═══ Information supplied

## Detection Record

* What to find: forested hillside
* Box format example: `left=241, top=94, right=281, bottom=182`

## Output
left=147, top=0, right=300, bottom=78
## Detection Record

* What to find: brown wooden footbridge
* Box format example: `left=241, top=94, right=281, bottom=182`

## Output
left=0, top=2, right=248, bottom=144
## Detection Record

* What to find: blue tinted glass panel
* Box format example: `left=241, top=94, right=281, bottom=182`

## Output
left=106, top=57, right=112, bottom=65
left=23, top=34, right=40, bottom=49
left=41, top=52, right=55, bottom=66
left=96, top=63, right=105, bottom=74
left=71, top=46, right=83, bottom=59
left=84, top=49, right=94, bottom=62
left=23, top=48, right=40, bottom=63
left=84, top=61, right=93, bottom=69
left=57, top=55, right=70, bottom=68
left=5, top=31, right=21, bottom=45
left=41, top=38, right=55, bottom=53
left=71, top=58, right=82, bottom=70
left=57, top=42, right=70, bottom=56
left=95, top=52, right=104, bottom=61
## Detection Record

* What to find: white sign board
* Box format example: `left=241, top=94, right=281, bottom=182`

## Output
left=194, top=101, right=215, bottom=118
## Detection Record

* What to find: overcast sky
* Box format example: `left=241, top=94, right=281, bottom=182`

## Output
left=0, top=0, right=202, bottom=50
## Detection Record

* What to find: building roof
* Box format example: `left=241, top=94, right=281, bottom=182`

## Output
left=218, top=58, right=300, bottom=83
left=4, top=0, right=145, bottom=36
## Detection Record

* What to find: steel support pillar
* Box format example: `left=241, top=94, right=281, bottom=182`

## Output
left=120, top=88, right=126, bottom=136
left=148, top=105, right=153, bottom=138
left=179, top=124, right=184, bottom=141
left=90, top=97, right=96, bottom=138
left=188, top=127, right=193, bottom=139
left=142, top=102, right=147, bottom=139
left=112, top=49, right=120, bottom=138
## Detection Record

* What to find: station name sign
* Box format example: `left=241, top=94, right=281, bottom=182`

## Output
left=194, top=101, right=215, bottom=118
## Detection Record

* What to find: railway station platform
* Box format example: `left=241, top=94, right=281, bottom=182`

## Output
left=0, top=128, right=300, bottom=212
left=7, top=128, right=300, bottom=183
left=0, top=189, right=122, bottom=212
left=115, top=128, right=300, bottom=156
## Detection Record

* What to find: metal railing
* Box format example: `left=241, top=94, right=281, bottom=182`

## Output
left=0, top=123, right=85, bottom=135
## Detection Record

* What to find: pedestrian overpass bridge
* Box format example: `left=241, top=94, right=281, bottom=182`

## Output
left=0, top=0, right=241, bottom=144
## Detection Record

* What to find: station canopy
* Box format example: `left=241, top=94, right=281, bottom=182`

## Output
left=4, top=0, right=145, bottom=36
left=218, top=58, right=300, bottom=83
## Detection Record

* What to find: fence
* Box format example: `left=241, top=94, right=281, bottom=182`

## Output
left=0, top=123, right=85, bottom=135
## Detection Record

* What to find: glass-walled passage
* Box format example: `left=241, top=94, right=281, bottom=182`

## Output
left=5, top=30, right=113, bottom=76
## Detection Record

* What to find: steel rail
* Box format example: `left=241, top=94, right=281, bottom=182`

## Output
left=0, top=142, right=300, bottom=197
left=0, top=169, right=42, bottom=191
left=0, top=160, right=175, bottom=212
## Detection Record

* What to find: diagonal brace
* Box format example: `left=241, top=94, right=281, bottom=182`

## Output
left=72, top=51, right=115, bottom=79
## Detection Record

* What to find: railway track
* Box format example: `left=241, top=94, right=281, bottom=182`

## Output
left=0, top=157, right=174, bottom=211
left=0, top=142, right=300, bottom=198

══════

Stated problem —
Collect every line of the items above that contains the string "glass", treating uppercase and lowercase letters as distinct.

Full output —
* What to find: blue tinted glass panel
* What to find: glass-walled passage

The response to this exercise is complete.